_CONSIGNE ÉCRITE 1_.
D'après l'article sur l'exposition From Slander's Brand, jusqu'à quelle date l'exposition est-elle présentée ?
_CONSIGNE ÉCRITE 2_.
Recopiez sans rien changer un morceau de l'article sur l'exposition From Slander's Brand : partez des mots « Le titre de » et arrêtez-vous après « artistes est présenté. ».
_CONSIGNE ÉCRITE 3_.
Écrivez la suite de l'article sur l'exposition From Slander's Brand, à partir de sa dernière phrase.

_PASSAGE EXTRAIT_.
════════════════════

La Polygon Gallery présente l’exposition « From Slander’s Brand »

L’histoire est le point de vue de son auteur et le produit d’une aire culturelle spécifique. » Avec ces mots, Hannah Darabi explique le projet de From Slander’s Brand (De la marque de la calomnie), une nouvelle exposition de la Polygon Gallery. Présentée jusqu’au 4 février 2024, From Slander’s Brand regroupe le travail de Hannah Darabi, de Rachel Khedoori et de Ron Terada pour offrir une réflexion sur l’œuvre d’art en tant que témoin, interlocuteur et réflecteur critique de l’histoire. Le travail de ces artistes d’horizons différents permet d’interroger le rapport à l’information, à la censure, et comment les différents types de publications peuvent affecter le quotidien et servir d’archives historiques.

Histoires

Le titre de l’exposition fait référence à une épitaphe dédiée à Hérodote, auteur de Histoires, un ouvrage considéré comme le premier récit d’histoire occidentale à avoir été écrit et publié. Mais le travail d’historien d’Hérodote a été critiqué par ses contemporains. La présence de contes et autres récits de fiction dans l’ouvrage, mêlant ainsi récits folkloriques et faits historiques a été vue d’un mauvais œil. La présentation de la Polygon Gallery ajoute même : « Les critiques de l’époque l’ont également qualifié de “père du mensonge”. Comme le suggère cette épitaphe, il a été contraint à l’exil à cause des critiques dont il a fait l’objet ». Et c’est sous ce prisme, explorant le lien entre objectif et transformé, entre collectif et personnel, que le travail des artistes est présenté.

════════════════════

_DONNÉES FOURNIES_.

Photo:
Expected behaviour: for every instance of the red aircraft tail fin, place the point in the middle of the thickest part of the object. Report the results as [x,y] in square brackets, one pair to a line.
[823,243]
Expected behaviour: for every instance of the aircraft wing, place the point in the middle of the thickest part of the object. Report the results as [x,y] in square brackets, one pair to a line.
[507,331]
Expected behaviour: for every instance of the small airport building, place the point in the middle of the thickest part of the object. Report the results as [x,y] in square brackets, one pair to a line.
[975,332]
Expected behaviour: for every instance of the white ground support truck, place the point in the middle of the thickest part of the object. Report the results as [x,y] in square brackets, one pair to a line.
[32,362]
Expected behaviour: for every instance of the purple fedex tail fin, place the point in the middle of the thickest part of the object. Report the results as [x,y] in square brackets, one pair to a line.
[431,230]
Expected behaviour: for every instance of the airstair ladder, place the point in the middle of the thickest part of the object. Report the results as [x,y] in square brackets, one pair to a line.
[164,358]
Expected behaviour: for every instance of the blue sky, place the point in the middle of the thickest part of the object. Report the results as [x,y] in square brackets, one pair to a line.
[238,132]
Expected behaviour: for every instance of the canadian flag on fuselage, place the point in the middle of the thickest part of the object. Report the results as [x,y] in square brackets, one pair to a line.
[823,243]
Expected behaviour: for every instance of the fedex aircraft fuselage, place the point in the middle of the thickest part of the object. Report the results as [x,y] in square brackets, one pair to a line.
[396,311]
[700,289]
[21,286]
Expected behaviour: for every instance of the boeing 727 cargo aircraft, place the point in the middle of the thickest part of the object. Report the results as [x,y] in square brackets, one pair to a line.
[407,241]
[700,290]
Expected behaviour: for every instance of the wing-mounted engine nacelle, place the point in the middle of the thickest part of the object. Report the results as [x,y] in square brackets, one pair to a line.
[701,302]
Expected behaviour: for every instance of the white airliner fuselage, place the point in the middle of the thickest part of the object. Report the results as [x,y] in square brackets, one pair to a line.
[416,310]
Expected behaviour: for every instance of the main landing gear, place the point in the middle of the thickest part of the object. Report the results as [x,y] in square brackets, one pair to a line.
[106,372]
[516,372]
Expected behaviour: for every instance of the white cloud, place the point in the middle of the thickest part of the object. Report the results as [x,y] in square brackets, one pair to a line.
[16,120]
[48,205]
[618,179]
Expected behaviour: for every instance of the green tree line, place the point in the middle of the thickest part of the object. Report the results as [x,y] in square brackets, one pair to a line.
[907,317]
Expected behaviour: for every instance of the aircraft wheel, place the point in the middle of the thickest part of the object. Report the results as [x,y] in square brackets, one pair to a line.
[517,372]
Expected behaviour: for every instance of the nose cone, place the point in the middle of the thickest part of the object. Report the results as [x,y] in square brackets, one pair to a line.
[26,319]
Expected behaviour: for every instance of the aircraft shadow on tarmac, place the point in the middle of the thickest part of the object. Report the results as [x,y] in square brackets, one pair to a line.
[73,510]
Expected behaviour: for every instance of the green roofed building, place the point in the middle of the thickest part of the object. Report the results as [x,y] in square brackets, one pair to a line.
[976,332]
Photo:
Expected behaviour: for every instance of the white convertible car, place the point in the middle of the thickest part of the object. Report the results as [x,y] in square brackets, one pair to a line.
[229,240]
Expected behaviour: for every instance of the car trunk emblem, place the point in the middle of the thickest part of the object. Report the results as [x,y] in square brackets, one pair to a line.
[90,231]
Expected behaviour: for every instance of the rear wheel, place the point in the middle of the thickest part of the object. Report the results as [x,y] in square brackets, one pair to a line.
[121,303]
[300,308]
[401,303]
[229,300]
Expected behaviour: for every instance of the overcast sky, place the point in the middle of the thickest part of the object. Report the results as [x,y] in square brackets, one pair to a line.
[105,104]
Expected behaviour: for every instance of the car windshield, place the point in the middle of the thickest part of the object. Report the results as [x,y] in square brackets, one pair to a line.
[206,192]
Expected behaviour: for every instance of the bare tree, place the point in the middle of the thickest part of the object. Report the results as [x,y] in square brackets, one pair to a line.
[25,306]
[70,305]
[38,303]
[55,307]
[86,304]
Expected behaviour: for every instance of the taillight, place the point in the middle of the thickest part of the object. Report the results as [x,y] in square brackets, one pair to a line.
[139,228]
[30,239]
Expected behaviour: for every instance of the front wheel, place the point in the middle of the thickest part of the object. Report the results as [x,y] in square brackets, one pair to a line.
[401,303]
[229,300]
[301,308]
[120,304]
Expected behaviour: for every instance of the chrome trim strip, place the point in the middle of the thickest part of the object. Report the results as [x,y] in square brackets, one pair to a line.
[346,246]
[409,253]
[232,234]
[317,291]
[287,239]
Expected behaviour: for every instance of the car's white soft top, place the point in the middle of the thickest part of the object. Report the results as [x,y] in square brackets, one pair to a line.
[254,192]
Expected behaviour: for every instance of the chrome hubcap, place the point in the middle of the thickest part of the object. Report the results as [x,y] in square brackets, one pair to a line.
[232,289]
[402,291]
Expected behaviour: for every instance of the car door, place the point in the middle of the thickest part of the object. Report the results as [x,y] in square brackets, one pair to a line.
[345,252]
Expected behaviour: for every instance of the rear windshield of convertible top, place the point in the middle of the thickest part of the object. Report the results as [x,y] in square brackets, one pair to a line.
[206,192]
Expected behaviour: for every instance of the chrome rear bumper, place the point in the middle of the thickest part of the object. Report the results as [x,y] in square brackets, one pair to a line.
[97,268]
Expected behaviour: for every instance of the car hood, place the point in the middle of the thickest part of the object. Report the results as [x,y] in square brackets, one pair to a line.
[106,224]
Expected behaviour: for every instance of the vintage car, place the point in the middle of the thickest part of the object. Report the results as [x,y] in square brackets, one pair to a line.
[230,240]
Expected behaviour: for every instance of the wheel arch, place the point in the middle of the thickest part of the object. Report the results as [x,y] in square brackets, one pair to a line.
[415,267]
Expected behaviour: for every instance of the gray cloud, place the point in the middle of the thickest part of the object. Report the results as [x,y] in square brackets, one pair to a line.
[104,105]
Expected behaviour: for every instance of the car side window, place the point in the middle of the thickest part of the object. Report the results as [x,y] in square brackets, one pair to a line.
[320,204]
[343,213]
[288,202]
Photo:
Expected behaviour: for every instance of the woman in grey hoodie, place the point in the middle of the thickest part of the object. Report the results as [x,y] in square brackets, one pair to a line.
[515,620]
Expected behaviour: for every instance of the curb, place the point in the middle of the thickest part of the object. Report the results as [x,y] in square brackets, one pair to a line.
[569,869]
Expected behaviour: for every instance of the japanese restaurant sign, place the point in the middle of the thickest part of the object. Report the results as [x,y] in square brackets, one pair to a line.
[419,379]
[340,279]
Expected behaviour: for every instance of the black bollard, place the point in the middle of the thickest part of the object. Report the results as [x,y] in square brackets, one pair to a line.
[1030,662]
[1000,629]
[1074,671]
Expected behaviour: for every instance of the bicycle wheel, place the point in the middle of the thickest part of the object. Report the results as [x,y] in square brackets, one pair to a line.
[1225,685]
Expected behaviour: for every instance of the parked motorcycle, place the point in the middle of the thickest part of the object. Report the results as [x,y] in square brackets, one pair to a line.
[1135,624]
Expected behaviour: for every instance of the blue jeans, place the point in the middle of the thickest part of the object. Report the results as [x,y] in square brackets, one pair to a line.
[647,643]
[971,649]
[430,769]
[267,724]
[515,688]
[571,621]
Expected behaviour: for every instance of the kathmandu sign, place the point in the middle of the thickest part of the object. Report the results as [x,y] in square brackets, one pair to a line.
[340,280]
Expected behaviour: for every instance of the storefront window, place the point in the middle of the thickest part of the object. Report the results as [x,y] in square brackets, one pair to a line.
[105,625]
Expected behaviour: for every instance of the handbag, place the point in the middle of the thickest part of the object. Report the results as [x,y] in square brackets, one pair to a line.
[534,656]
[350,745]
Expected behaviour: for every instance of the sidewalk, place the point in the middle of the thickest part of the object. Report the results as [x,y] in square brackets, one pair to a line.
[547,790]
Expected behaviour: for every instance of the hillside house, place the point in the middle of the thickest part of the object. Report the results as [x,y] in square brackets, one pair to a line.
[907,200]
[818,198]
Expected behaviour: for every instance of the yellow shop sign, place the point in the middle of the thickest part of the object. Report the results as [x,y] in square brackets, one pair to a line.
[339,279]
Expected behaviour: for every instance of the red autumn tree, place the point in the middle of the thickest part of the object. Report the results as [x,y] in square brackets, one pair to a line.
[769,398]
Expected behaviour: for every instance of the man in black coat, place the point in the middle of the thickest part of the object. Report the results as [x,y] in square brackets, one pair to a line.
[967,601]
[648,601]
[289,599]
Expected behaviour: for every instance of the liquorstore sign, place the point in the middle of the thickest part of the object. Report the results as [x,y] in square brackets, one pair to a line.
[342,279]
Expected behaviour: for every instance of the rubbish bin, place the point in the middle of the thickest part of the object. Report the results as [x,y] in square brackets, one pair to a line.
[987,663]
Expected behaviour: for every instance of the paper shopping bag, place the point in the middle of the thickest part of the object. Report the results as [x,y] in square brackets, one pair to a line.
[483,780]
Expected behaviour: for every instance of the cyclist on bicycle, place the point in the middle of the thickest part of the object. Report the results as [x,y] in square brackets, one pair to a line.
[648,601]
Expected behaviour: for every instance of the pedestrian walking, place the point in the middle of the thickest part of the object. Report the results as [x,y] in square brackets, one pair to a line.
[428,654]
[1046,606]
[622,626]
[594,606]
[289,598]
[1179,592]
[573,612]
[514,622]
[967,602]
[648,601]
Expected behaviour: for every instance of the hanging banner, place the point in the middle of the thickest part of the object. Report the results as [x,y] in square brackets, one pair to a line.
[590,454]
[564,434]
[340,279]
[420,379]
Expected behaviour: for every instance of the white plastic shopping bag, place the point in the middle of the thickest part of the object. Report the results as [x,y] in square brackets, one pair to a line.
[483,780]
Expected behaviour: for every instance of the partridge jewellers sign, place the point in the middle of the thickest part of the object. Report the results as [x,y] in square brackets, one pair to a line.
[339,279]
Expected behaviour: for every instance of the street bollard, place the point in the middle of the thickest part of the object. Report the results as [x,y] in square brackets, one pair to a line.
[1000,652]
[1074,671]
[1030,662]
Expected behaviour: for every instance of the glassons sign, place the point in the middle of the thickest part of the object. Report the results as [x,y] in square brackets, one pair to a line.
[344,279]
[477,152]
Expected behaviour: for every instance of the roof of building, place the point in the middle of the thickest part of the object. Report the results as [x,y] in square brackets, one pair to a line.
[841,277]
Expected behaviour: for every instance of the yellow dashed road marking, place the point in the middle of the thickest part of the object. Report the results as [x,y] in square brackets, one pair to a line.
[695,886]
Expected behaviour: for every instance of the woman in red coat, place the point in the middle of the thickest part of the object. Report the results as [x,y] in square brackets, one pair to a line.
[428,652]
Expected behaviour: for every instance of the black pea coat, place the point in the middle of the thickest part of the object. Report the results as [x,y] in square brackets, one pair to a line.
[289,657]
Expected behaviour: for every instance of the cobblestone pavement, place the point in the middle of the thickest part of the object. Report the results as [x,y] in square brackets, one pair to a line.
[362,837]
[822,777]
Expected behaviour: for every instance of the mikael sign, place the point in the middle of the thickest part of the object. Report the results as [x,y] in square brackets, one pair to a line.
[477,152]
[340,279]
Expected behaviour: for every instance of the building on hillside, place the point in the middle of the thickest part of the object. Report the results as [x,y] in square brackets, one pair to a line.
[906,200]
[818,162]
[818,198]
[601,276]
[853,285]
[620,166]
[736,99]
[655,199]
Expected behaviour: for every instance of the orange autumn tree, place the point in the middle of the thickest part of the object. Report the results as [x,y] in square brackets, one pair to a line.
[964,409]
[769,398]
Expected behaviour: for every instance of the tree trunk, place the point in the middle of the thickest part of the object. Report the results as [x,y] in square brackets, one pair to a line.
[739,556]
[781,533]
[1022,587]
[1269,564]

════════════════════

_RÉPONSE ATTENDUE 1_.
Jusqu'au 4 février 2024.

_RÉPONSE ATTENDUE 2_.
Le titre de l’exposition fait référence à une épitaphe dédiée à Hérodote, auteur de Histoires, un ouvrage considéré comme le premier récit d’histoire occidentale à avoir été écrit et publié. Mais le travail d’historien d’Hérodote a été critiqué par ses contemporains. La présence de contes et autres récits de fiction dans l’ouvrage, mêlant ainsi récits folkloriques et faits historiques a été vue d’un mauvais œil. La présentation de la Polygon Gallery ajoute même : « Les critiques de l’époque l’ont également qualifié de “père du mensonge”. Comme le suggère cette épitaphe, il a été contraint à l’exil à cause des critiques dont il a fait l’objet ». Et c’est sous ce prisme, explorant le lien entre objectif et transformé, entre collectif et personnel, que le travail des artistes est présenté.

_RÉPONSE ATTENDUE 3_.
Actualité

S’intéressant au lien de la société avec l’actualité, et comment ces articles affectent le quotidien, Ron Terada a créé TL;DR, un assemblage de peintures – 325 présentées actuellement à la Polygon Gallery – créant une large frise revêtant les murs de la galerie. Chaque peinture est une reproduction de Unes datant de 2020 et issues du site d’information américain The Verge, centré sur la technologie… Le titre de l’œuvre lui-même renvoie à l’abréviation de Too Long;Didn’t Read [Trop long; pas lu] utilisée sur internet. « En transposant les titres sur un support plus ancien, la peinture, j’essaie de ralentir le temps ou, dans ce cas, “l’expérience de l’utilisateur”, explique Ron Terada. Le public doit alors se déplacer physiquement dans l’installation TL; DR sans pouvoir faire défiler l’information : il s’agit de redonner un aspect contemplatif à l’acte de regarder », poursuit l’artiste vancouvérois.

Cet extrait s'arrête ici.